▶ _Brief 1_: Return, word for word, the portion of the Ice Age book reviews that runs from "The book concludes" to "a great read.".
▶ _Brief 2_: Name every reviewer who signed a review in the Ice Age book reviews.

▶ _Selected excerpt_:
◆ ◆ ◆ ◆ ◆
Amazon.com: 7 reviews
47 of 47 people found the following review helpful
Ice Ages and Global Warming tied together, making sense 16 Dec. 2009
By Michael A. Starsheen - Published on Amazon.com
Format: Hardcover Verified Purchase
The Complete Ice Age: How Climate Change Shaped the World is an anthology of articles on the latest theories of how the Ice Ages began, ran their course, and warmed into interglacials, such as our current one. Brian Fagan, the editor, has written a number of very accessible books that combines the detailed paleoclimate data scientists have brought out of the study of global warming, and expertly combines them with archaeological data to show climate's influence on what happened. Here, he draws in specialist colleagues to look at different aspects of how the last Ice Age took shape, ended, and affected the growth of humankind into our modern forms.

The book concludes with a look at the potential effects of global warming, and how it fits into the natural cycle of Ice Ages and interglacials that have been the norm for several million years now. The book is thus a look back, using the latest and best knowledge we have, and the use of that knowledge to look forward, at a potential future. I would recommend it equally to those interested in archaeology and in global warming.

The book is lavishly illustrated with color photographs and drawings that help the reader follow along with the discussions at hand. It is a great read.
11 of 11 people found the following review helpful
Good introduction to natural history over the last 2 million years 21 May 2011
By Watson McFestus - Published on Amazon.com
Format: Hardcover Verified Purchase
If you are interested in a decent or quality primer on the Ice Age or the Pleistocene era this book is a good purchase. It is written so that the average person could understand the basics. If you are already familiar with this period it would be more of a marginal purchase. Lavishly and well illustrated with informative charts, and artists renderings.
11 of 13 people found the following review helpful
Excellent overview 3 Jun. 2011
By Roald Euller - Published on Amazon.com
Format: Hardcover Verified Purchase
I thought Ice Age was just an excellent book. I read it conjunction with Brian Fagan's The Long Summer and I preferred Ice Age. I felt that The Long Summer contained a great deal of gratuitous filler about how people might have hunted, might have farmed, might have lived, etc. I prefer my non fiction a bit less speculative, and Ice Age fit the bill perfectly in this regard. In particular, the chapters on the history, causes, and magnitude of climate change authored by Mark Maslin were models of clarity and conciseness. Admittedly Ice Age is an overview aimed at a lay audience and probably wouldn't satisfy the needs of academics, but for me it merits five stars.
3 of 4 people found the following review helpful
Real Climate Change 7 Jan. 2013
By Dusty - Published on Amazon.com
Format: Hardcover Verified Purchase
Bought three of these little books. All tell the same story from different perspectives. They make a great set. Read all three! The reality of the patterns of warmth and cooling of the Earth. They were easy to read; did not like the politically correct hammering of carbon dioxide chapters at the end of each.
A good introduction 13 May 2014
By Ausie Boy - Published on Amazon.com
Format: Hardcover
I must admit this is a good book but I did not read too many pages before I closed it forever. This book provides a good introduction to the ice age, the chapters are well thought and informative, and there are plenty of photographs and drawings to support the text. For me though, it was simplistic and would suit a high school student or an adult without much scientific background.
◆ ◆ ◆ ◆ ◆
[Excerpts of pointing data]
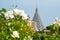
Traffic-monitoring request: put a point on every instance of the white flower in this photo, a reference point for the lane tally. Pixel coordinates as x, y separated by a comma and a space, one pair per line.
20, 13
9, 14
56, 18
15, 34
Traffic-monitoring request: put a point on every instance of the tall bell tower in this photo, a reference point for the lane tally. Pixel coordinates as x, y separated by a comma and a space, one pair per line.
38, 22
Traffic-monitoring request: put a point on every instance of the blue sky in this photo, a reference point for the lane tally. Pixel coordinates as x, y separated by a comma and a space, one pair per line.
48, 9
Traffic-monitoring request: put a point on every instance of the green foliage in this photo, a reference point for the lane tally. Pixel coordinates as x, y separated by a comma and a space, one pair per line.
7, 26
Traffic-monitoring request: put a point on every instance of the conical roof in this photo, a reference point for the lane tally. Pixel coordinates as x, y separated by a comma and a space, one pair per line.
38, 22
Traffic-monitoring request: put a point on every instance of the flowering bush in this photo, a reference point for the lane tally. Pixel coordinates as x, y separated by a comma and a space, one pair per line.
14, 25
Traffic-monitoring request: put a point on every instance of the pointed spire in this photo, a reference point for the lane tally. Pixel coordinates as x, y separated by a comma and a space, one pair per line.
39, 25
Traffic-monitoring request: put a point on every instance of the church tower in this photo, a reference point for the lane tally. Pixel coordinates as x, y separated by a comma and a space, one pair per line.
38, 22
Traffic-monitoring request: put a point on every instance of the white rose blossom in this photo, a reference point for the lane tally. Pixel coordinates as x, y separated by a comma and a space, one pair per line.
20, 13
15, 34
9, 14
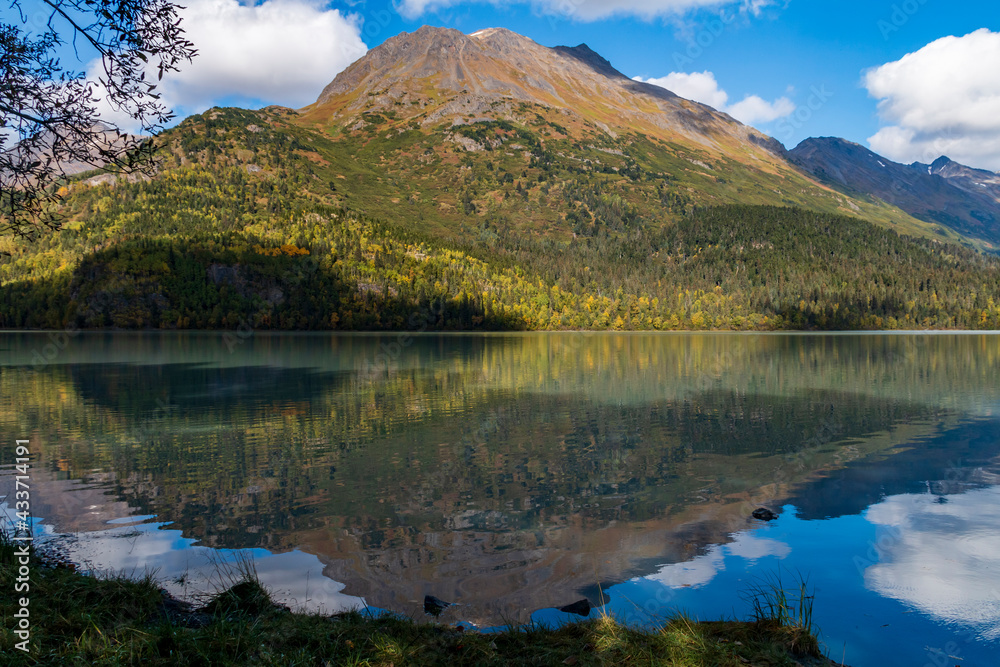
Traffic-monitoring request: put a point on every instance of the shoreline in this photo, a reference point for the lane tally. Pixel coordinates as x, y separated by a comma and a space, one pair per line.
114, 619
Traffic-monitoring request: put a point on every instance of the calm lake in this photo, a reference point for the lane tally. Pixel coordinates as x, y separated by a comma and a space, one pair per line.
517, 473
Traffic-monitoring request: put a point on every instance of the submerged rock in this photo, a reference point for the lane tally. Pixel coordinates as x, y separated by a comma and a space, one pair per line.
434, 606
764, 514
580, 608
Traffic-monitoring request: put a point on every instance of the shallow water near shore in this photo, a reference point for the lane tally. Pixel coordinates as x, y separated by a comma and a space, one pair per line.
517, 473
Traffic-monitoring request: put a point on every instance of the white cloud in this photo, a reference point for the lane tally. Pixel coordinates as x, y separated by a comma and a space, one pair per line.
754, 109
698, 86
941, 100
702, 87
591, 10
942, 558
278, 51
700, 570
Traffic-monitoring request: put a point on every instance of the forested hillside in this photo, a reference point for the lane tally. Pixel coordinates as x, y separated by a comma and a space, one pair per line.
245, 228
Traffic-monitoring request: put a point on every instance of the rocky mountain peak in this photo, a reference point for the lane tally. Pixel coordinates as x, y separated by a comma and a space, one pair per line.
439, 75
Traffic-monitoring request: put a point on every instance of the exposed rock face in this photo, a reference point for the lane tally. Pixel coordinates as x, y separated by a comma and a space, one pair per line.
435, 74
966, 200
978, 182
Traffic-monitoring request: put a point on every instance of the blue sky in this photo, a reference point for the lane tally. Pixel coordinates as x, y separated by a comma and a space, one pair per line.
882, 73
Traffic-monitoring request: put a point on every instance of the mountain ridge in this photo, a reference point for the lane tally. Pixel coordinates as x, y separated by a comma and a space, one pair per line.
944, 192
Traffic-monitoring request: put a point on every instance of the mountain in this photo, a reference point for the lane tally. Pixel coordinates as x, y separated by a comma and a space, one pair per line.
439, 74
460, 182
498, 102
963, 199
976, 182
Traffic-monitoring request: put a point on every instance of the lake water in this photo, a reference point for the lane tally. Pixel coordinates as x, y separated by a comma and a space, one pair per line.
517, 473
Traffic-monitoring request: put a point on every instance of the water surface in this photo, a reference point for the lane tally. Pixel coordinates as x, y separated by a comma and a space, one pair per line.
517, 473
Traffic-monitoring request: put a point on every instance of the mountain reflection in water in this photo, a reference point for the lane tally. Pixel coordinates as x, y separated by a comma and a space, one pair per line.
515, 473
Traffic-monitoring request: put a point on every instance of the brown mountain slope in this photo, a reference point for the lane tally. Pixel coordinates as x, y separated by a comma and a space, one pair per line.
496, 64
449, 129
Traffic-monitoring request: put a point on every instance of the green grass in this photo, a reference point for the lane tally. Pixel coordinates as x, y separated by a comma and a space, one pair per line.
120, 620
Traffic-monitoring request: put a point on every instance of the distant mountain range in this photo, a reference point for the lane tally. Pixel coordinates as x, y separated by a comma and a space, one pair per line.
964, 199
483, 181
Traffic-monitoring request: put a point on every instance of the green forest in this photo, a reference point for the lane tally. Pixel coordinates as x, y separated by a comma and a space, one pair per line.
246, 228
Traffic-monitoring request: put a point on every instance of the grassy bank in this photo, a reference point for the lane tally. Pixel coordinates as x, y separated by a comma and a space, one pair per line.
115, 620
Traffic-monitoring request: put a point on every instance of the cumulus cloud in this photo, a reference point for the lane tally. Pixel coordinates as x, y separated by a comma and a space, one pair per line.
591, 10
278, 51
700, 570
702, 87
942, 558
941, 100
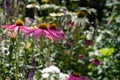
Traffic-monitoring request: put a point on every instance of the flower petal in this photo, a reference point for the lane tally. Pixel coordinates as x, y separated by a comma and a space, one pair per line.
37, 33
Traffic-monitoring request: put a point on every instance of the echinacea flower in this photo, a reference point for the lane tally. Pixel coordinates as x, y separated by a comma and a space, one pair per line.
88, 42
56, 34
70, 23
76, 76
12, 34
39, 31
19, 25
32, 6
80, 19
95, 62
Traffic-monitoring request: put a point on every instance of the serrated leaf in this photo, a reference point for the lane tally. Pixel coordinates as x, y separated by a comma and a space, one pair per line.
106, 51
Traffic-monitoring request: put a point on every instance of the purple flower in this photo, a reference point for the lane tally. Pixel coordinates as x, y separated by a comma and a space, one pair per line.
70, 23
32, 71
72, 77
95, 62
88, 42
19, 24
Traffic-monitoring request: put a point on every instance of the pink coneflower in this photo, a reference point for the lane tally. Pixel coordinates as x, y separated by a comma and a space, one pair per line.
19, 24
56, 34
70, 23
76, 76
88, 42
39, 31
95, 62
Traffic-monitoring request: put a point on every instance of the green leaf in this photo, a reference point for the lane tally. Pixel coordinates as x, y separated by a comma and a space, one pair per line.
106, 51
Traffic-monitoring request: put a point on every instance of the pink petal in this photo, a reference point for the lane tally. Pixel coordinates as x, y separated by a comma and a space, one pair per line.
10, 27
58, 34
37, 33
15, 29
25, 28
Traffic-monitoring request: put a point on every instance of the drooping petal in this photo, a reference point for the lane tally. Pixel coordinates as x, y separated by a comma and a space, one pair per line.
56, 33
29, 31
10, 27
25, 29
37, 33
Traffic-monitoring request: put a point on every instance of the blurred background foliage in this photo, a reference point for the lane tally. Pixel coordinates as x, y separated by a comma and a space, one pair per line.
106, 36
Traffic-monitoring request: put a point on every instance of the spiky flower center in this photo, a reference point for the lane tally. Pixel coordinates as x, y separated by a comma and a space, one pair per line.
19, 23
52, 25
42, 26
80, 14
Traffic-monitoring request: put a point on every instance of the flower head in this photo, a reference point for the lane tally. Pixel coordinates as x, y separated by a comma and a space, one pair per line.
76, 76
95, 62
56, 34
42, 26
33, 5
80, 14
12, 34
18, 25
39, 31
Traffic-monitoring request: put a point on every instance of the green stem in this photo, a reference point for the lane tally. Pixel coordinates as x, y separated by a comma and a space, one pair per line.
17, 56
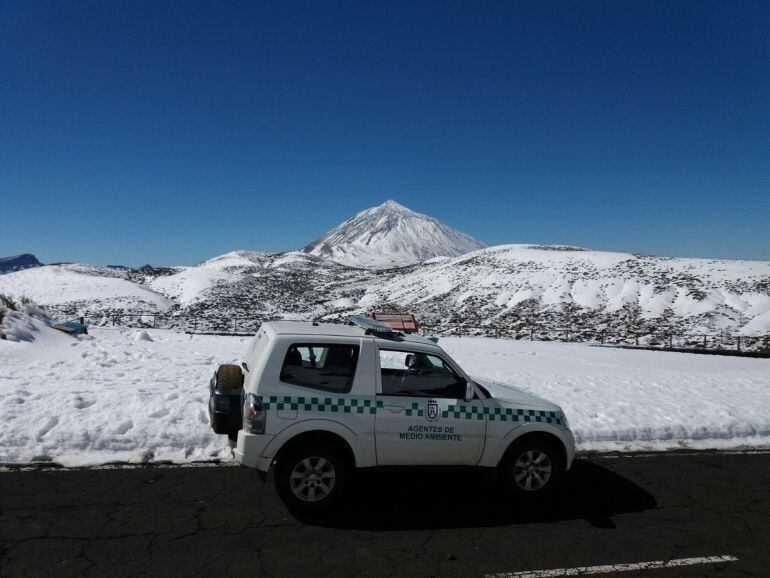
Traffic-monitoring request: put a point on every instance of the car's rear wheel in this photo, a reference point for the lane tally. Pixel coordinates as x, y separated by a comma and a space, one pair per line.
311, 478
532, 468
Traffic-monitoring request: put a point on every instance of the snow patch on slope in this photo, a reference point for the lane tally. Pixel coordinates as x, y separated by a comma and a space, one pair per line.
93, 287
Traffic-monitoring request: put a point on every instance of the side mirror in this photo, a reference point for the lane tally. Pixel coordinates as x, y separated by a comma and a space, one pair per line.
469, 391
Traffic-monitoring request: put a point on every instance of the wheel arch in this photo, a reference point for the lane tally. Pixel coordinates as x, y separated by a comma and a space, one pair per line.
524, 433
316, 431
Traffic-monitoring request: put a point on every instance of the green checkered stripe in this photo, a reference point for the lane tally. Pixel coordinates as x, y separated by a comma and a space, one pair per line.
416, 409
329, 404
464, 412
527, 415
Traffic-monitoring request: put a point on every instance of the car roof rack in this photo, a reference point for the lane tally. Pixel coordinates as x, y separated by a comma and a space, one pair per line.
371, 326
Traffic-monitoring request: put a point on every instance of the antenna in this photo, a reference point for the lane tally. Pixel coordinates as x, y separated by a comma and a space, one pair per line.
370, 325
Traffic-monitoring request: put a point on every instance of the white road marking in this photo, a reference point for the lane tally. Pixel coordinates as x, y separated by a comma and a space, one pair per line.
609, 568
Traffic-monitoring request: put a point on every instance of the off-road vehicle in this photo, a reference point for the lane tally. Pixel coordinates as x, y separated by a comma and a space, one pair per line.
315, 401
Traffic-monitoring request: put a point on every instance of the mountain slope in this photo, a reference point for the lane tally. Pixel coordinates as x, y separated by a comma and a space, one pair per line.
391, 235
18, 262
516, 285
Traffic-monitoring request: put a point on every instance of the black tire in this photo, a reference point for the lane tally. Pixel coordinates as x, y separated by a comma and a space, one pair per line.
532, 468
229, 377
301, 495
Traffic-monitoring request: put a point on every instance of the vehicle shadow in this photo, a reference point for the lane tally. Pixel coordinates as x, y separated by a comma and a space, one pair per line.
452, 499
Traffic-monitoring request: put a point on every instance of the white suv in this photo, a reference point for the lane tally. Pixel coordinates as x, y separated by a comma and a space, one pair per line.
317, 401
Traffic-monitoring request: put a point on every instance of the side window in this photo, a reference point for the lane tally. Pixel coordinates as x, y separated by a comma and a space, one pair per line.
419, 375
329, 367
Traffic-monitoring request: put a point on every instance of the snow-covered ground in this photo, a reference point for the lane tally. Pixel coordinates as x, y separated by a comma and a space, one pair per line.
129, 395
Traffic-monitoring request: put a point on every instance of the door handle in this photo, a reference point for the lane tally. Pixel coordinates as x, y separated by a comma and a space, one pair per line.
394, 408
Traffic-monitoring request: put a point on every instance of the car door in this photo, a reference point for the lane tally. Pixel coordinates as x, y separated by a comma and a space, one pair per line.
422, 418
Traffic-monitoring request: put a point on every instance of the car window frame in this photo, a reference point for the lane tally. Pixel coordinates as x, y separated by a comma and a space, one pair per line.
357, 349
460, 377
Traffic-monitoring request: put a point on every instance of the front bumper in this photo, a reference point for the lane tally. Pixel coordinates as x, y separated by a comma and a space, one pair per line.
249, 449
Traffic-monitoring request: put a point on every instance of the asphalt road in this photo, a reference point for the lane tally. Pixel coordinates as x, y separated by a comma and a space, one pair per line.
209, 521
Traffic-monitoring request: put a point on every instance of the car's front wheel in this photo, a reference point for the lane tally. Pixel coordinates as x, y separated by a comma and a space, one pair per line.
532, 468
311, 478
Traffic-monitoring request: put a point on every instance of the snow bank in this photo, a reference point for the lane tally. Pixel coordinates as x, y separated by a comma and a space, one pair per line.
94, 287
626, 400
115, 396
28, 324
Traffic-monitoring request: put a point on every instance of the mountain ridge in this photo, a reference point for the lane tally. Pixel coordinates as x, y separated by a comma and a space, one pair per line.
391, 235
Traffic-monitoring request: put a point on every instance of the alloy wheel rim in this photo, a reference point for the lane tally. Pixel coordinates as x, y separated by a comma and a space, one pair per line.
532, 470
312, 479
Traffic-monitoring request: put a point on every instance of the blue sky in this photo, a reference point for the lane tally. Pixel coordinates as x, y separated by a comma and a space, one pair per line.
170, 132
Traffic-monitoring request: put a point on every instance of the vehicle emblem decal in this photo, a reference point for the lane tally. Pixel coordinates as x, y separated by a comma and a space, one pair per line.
432, 413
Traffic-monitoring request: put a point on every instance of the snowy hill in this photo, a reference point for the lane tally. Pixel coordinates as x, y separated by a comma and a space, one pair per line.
510, 287
18, 262
77, 288
390, 235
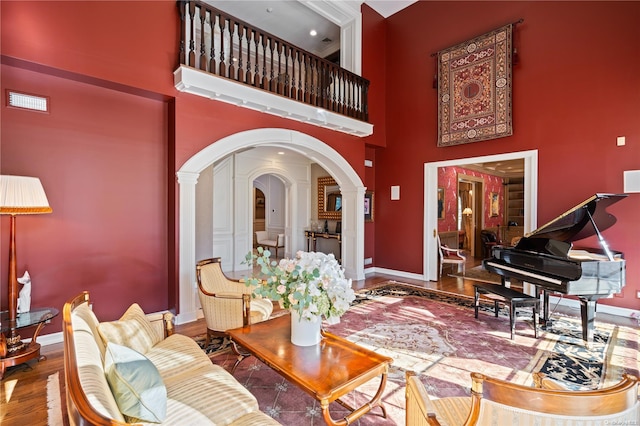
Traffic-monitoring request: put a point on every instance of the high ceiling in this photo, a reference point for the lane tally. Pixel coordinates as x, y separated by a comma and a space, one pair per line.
292, 20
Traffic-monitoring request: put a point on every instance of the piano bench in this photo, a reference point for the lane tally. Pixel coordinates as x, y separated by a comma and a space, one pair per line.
510, 297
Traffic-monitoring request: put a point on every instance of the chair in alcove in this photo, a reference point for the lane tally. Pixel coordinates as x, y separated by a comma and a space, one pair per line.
451, 256
262, 237
227, 303
489, 239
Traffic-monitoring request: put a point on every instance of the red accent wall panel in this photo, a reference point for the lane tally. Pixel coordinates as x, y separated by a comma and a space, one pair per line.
575, 90
100, 155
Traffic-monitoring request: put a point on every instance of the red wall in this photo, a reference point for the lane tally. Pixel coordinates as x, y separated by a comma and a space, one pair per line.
100, 155
448, 180
108, 151
574, 91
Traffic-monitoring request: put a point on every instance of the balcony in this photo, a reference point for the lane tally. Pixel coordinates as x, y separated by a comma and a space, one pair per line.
226, 59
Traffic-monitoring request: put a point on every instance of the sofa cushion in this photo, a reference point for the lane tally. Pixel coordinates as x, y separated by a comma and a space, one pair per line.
136, 384
90, 364
176, 354
207, 395
133, 330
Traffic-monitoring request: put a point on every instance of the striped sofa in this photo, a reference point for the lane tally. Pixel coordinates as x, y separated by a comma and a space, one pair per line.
197, 391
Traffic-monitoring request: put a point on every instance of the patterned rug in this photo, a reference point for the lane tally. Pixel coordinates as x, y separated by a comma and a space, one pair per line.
478, 273
436, 335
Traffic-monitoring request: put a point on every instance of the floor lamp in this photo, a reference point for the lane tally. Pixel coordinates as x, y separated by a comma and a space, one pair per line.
19, 195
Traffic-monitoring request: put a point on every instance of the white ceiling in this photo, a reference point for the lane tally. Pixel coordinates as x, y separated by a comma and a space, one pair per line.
292, 20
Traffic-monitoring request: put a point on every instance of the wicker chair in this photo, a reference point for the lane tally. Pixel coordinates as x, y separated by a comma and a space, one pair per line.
451, 256
495, 401
262, 237
227, 303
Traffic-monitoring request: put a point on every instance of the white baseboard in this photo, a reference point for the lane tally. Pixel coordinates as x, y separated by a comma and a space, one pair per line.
48, 339
574, 304
401, 274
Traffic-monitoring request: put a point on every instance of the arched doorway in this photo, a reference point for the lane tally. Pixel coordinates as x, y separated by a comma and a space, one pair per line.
350, 183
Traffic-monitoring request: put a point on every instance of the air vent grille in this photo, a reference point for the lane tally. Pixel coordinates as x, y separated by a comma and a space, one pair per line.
25, 101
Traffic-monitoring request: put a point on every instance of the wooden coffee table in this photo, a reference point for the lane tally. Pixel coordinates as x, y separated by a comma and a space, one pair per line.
327, 371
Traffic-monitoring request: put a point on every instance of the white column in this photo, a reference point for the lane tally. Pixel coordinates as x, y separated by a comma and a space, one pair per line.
187, 263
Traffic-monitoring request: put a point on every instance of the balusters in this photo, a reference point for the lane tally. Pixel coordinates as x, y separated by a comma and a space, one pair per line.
183, 33
256, 40
222, 69
192, 40
277, 67
299, 94
265, 79
212, 34
241, 37
203, 52
250, 35
271, 87
232, 65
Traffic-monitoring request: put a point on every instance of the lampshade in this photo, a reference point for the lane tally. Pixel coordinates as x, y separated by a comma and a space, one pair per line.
22, 195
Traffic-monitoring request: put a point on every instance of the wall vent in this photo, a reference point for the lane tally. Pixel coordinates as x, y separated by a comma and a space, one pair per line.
25, 101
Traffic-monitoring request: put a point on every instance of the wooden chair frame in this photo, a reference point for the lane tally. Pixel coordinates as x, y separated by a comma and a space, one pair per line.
548, 397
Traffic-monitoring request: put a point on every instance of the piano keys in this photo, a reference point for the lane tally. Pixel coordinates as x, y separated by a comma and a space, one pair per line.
546, 258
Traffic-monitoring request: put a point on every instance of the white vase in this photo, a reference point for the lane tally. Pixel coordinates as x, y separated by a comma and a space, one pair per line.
304, 332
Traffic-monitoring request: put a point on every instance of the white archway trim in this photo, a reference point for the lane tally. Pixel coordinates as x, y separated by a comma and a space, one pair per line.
312, 148
430, 257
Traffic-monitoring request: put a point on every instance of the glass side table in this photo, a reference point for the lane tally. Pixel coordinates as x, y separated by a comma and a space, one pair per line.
13, 350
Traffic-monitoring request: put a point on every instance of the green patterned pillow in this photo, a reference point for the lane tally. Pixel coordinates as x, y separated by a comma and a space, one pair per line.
133, 330
135, 383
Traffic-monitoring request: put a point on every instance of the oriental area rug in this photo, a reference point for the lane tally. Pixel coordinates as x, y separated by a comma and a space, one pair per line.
436, 335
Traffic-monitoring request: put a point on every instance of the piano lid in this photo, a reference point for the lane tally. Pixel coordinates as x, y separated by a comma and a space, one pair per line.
575, 225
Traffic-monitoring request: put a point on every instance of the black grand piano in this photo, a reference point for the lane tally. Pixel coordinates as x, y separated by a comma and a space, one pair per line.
546, 258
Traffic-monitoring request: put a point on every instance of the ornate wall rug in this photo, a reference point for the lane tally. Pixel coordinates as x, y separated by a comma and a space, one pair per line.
474, 89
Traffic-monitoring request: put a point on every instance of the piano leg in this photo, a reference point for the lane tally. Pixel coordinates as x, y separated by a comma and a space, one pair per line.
588, 313
544, 318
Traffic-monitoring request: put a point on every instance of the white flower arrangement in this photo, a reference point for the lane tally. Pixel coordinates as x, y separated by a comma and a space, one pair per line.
313, 284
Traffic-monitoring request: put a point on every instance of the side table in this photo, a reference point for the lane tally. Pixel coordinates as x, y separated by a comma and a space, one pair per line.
12, 350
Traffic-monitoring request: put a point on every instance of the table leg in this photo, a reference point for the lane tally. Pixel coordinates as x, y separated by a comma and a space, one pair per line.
240, 355
359, 412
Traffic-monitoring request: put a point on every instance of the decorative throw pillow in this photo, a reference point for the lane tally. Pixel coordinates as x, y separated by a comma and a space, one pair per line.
135, 383
133, 330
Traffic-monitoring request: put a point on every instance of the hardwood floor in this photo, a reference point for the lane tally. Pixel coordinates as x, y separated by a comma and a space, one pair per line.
23, 394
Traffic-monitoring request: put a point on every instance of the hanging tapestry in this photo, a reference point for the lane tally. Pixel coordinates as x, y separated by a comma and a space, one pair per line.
474, 89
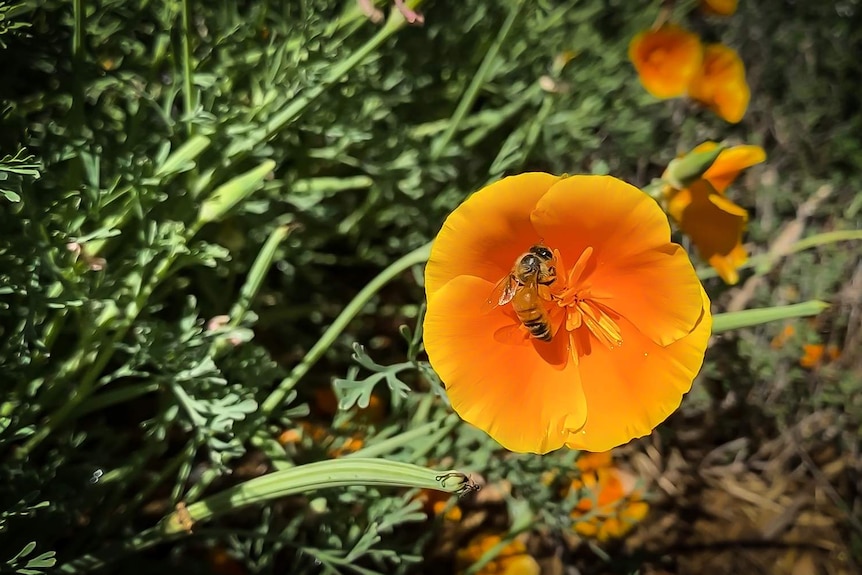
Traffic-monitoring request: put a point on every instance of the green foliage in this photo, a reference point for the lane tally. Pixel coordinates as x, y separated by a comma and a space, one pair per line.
205, 206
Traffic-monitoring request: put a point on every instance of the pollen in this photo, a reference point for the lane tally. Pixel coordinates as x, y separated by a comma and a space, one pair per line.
583, 309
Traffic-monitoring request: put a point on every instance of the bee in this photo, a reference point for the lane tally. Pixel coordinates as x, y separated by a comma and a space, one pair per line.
532, 270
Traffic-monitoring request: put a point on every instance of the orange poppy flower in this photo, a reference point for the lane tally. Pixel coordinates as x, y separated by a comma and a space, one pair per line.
813, 354
720, 84
714, 223
629, 321
666, 59
513, 559
613, 507
719, 7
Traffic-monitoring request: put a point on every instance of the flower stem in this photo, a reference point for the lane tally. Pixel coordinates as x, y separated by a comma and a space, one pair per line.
751, 317
301, 479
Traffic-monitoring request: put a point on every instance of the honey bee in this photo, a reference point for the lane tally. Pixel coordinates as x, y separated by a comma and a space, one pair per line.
521, 287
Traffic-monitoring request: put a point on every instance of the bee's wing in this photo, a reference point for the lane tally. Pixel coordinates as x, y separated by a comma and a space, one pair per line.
502, 293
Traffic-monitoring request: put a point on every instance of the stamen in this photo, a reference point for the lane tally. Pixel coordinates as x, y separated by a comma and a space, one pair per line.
600, 324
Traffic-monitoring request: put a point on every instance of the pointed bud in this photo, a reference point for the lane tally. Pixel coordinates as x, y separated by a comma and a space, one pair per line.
◆ ◆ ◆ ◆ ◆
▶ _Written reply 1_:
The book concludes with a look at the potential effects of global warming, and how it fits into the natural cycle of Ice Ages and interglacials that have been the norm for several million years now. The book is thus a look back, using the latest and best knowledge we have, and the use of that knowledge to look forward, at a potential future. I would recommend it equally to those interested in archaeology and in global warming.

The book is lavishly illustrated with color photographs and drawings that help the reader follow along with the discussions at hand. It is a great read.

▶ _Written reply 2_: Michael A. Starsheen, Watson McFestus, Roald Euller, Dusty, Ausie Boy